===== PROVIDED RECORDS

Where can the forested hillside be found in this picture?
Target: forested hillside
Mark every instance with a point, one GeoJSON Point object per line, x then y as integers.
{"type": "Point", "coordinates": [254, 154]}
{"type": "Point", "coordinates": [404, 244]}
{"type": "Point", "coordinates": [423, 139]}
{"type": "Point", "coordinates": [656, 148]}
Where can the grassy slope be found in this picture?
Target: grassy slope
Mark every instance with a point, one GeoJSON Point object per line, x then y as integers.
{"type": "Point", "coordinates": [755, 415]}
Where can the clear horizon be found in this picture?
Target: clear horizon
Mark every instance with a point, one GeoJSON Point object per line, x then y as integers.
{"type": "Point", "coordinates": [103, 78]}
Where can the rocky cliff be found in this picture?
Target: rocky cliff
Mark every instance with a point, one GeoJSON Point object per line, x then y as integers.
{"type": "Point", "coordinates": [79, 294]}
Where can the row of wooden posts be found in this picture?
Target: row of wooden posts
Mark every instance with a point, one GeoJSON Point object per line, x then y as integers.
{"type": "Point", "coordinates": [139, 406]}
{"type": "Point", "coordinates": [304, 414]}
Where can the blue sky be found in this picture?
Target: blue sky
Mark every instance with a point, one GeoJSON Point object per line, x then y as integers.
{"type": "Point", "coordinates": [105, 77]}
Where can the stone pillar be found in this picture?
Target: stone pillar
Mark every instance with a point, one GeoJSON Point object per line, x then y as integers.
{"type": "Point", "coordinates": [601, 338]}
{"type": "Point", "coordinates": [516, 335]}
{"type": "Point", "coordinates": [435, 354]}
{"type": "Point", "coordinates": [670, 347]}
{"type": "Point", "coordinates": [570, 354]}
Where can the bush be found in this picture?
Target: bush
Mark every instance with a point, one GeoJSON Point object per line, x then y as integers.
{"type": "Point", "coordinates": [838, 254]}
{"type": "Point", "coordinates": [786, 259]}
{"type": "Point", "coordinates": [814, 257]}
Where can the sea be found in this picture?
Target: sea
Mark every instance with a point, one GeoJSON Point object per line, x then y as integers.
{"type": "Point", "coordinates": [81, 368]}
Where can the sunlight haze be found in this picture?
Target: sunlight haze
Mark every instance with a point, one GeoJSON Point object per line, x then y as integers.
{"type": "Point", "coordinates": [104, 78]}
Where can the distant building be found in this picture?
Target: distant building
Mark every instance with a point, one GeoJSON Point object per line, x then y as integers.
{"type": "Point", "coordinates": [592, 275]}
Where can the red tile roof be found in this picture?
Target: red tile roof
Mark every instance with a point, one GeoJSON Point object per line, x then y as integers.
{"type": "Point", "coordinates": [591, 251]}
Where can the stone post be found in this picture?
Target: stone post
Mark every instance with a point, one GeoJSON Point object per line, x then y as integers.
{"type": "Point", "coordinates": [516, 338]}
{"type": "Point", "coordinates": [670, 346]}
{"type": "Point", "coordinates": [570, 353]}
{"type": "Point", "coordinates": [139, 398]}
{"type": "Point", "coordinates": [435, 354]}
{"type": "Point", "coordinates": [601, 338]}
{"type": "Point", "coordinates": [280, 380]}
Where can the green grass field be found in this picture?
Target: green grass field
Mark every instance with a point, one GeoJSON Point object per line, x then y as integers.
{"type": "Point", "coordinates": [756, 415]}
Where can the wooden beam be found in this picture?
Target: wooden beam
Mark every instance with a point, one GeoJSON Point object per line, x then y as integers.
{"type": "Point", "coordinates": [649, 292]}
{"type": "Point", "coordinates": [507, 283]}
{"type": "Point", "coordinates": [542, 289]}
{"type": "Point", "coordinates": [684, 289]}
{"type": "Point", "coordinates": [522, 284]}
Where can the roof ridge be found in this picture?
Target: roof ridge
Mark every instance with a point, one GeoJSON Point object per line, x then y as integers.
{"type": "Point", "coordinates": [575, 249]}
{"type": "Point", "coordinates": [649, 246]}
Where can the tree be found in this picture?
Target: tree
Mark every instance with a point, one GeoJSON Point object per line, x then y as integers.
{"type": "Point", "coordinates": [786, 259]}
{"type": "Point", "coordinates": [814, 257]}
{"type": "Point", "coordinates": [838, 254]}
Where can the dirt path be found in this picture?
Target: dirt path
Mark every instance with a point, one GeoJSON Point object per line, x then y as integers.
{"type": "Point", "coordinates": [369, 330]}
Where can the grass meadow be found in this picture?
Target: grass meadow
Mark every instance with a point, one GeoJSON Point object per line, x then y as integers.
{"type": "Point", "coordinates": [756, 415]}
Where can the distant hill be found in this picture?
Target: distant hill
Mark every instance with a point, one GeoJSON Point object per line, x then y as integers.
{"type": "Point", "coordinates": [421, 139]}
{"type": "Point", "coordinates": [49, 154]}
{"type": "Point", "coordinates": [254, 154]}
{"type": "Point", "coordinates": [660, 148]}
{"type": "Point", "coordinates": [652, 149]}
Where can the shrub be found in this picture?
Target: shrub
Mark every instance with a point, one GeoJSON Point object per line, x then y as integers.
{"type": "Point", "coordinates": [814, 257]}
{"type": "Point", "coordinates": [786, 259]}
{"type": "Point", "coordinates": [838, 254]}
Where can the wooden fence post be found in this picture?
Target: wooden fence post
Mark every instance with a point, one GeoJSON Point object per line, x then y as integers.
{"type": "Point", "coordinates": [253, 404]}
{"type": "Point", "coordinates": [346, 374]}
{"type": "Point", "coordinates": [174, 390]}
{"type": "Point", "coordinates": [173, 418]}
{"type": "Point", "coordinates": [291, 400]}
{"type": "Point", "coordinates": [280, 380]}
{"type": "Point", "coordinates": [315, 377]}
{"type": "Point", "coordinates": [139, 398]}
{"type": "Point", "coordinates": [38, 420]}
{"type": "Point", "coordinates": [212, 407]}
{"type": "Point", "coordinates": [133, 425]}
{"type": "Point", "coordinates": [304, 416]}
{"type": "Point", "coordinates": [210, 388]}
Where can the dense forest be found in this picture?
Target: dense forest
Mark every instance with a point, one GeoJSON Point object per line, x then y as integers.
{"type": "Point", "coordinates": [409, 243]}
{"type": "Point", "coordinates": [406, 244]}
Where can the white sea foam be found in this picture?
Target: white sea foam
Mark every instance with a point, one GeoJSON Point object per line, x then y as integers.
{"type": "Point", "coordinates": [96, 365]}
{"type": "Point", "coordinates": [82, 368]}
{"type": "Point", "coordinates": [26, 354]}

==========

● PROMPT
Retype exactly the lines from the one containing "Where can the shrub be found in this picture?" through the last line of the records above, including both.

● THE SOLUTION
Where can the shrub be found in this picture?
Target: shrub
Mark every instance with a point, one GeoJSON Point object per line, x then y as integers.
{"type": "Point", "coordinates": [814, 257]}
{"type": "Point", "coordinates": [786, 259]}
{"type": "Point", "coordinates": [838, 254]}
Where can the wooden fence post be found in this picture?
Target: wooden fence post
Mark every instance with a point, one GeoJSON Point object per line, x then y as integers.
{"type": "Point", "coordinates": [253, 404]}
{"type": "Point", "coordinates": [346, 374]}
{"type": "Point", "coordinates": [174, 390]}
{"type": "Point", "coordinates": [173, 418]}
{"type": "Point", "coordinates": [291, 400]}
{"type": "Point", "coordinates": [280, 380]}
{"type": "Point", "coordinates": [315, 377]}
{"type": "Point", "coordinates": [139, 398]}
{"type": "Point", "coordinates": [38, 420]}
{"type": "Point", "coordinates": [212, 407]}
{"type": "Point", "coordinates": [133, 425]}
{"type": "Point", "coordinates": [304, 416]}
{"type": "Point", "coordinates": [210, 388]}
Where can the dense forest be found in this picture?
Target: dense forest
Mark every instance with a point, one GeoJSON Point object per line, x then y as integers.
{"type": "Point", "coordinates": [409, 243]}
{"type": "Point", "coordinates": [406, 244]}
Where can the white sea foam be found in this picture?
Target: white sea foam
Mark every instance with a point, one GeoJSON Point object per line, x then y as integers.
{"type": "Point", "coordinates": [96, 365]}
{"type": "Point", "coordinates": [82, 368]}
{"type": "Point", "coordinates": [26, 354]}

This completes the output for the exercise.